## Task to carry out
Find the line that contains "Need: the location", then repeat it and each line after it to the end of the records, exactly.

● ● ● ●

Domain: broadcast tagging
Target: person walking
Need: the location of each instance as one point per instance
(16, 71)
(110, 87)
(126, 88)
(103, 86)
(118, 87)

● ● ● ●

## Result
Need: the location of each instance as one point per instance
(16, 71)
(110, 87)
(126, 88)
(103, 86)
(118, 87)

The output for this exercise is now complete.